Given instruction »
Please retype the entries below, without changes, from their first line up to and including the line with "[81,426,216,480]".

--- START ---

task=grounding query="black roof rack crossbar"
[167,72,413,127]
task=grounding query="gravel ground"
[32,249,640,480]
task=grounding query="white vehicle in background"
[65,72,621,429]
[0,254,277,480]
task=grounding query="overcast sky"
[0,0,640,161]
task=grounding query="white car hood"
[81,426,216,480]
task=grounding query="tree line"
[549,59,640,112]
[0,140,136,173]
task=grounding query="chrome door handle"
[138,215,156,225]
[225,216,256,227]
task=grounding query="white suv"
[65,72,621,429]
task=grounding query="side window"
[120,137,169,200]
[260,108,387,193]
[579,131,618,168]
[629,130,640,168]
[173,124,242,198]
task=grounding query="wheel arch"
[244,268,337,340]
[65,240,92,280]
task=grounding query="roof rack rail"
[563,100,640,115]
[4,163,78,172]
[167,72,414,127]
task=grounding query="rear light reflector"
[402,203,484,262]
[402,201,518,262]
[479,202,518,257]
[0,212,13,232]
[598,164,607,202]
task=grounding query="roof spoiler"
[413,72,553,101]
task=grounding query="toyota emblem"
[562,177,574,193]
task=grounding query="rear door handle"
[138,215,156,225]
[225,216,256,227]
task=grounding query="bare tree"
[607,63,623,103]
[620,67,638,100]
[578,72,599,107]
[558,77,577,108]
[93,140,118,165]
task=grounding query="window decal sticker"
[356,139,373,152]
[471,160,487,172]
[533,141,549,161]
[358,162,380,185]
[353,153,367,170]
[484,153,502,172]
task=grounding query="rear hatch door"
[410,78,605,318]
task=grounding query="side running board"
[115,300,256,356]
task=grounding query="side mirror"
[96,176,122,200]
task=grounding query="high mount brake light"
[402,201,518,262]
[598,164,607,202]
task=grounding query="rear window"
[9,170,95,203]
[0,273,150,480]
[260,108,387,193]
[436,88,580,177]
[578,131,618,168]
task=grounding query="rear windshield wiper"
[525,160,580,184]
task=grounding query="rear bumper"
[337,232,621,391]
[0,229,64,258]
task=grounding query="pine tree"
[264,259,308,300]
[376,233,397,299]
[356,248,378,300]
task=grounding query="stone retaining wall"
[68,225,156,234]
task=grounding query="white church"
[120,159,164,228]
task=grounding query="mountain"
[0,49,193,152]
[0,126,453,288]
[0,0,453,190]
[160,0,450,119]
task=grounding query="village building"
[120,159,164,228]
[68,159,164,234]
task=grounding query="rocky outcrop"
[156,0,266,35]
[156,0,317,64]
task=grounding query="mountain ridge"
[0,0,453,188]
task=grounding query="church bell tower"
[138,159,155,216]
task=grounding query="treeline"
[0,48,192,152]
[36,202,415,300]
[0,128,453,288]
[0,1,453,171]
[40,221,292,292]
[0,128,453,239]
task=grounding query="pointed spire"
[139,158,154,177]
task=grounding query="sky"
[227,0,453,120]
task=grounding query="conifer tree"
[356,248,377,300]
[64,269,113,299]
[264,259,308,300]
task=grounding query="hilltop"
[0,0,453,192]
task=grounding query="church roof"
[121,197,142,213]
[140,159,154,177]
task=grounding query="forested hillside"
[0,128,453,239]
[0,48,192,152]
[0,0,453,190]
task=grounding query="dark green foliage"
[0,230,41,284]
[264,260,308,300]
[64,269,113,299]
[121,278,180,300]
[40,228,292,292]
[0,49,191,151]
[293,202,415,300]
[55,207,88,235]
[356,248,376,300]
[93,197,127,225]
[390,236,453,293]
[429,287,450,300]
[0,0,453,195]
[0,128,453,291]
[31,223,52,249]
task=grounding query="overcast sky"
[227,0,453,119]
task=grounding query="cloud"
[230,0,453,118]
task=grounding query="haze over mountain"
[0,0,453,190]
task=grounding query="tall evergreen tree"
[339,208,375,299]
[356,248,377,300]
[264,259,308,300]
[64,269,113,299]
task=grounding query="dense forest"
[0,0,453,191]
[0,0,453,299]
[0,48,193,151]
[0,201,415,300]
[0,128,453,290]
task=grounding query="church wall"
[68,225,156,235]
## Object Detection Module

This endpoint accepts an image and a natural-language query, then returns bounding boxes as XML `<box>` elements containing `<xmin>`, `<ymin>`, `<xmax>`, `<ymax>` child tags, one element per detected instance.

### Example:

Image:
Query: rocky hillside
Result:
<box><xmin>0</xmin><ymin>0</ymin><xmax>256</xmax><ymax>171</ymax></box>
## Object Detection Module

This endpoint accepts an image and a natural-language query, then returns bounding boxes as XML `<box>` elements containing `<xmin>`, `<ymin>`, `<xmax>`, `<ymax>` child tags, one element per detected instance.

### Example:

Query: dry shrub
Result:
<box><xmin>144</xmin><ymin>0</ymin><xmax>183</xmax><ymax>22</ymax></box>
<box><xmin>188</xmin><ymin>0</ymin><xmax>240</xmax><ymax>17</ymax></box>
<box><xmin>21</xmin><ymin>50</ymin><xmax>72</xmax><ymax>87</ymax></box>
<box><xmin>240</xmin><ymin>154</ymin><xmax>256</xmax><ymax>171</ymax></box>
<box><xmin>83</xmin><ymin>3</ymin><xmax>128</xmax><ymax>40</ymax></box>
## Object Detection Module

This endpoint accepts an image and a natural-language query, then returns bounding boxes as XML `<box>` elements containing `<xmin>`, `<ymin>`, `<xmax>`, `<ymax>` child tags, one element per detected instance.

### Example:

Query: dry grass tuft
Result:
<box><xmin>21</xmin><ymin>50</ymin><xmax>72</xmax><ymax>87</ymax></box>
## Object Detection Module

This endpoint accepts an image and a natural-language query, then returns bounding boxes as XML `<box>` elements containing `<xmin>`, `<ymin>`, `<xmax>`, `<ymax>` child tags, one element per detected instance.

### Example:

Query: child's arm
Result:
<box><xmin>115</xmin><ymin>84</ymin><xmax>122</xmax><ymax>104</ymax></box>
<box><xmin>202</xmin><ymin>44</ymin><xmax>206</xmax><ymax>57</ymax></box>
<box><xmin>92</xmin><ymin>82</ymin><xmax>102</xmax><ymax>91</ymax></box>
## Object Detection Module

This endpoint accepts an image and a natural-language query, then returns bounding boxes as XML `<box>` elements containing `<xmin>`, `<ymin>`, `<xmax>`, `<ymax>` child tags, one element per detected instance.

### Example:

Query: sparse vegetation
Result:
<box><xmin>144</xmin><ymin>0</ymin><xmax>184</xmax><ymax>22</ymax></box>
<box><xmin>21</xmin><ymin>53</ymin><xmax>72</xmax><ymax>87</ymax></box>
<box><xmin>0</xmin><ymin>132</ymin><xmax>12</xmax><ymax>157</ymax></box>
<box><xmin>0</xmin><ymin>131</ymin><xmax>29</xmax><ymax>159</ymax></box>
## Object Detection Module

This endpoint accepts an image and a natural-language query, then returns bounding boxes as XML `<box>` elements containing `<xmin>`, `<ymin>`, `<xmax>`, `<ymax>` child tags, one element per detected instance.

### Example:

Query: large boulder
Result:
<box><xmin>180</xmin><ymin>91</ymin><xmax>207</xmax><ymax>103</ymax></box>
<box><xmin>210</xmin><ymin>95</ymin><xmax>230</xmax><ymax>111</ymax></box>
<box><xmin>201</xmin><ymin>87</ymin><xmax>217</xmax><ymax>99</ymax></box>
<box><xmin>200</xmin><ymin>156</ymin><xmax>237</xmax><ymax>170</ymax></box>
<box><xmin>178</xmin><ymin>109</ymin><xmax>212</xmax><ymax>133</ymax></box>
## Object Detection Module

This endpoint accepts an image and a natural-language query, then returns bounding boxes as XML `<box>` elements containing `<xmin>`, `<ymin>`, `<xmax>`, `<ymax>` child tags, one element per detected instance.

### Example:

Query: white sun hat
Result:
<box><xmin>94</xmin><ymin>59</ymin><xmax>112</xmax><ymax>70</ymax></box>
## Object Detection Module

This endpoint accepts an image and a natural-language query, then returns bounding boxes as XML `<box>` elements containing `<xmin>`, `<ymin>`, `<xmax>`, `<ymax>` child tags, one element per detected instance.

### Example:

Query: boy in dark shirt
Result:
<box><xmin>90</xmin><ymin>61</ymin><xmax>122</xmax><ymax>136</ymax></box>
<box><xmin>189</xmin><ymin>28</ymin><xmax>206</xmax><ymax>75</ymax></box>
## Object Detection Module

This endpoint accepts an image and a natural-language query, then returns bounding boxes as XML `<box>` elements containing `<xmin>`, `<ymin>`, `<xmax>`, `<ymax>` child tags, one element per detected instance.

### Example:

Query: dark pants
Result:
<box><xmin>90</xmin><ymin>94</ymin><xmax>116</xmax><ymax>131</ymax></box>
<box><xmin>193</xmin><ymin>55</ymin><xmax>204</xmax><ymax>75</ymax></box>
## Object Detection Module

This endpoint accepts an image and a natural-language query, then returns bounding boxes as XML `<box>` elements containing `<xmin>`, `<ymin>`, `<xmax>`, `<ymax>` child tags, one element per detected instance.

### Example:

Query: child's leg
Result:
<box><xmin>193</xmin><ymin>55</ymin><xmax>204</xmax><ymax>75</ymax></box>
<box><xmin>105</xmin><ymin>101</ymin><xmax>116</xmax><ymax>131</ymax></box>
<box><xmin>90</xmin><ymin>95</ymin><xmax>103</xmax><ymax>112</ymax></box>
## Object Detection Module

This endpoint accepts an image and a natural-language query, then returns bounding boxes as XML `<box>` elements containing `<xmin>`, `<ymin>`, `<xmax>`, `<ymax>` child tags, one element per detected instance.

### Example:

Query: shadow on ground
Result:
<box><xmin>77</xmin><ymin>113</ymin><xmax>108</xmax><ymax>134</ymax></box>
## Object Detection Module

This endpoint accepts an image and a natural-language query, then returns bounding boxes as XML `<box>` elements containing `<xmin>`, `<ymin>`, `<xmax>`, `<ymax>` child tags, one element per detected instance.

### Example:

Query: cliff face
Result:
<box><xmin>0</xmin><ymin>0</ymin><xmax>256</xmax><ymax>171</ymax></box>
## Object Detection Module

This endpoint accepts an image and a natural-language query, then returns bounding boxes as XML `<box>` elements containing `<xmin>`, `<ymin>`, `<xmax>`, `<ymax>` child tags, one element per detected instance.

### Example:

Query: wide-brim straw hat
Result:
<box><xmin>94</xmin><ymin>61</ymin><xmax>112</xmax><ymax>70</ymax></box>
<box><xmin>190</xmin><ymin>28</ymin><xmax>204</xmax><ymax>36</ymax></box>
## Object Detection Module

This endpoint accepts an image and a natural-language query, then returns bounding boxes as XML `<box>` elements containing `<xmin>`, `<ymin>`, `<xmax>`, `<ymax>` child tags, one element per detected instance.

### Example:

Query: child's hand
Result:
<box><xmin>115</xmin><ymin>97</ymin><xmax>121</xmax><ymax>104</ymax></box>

--- END ---

Task result »
task=grounding query="black roof rack crossbar"
[167,72,413,127]
task=grounding query="gravel ground"
[32,249,640,480]
task=grounding query="white vehicle in background"
[65,72,621,429]
[0,254,277,480]
task=grounding query="overcast sky"
[0,0,640,161]
task=grounding query="white car hood"
[81,426,216,480]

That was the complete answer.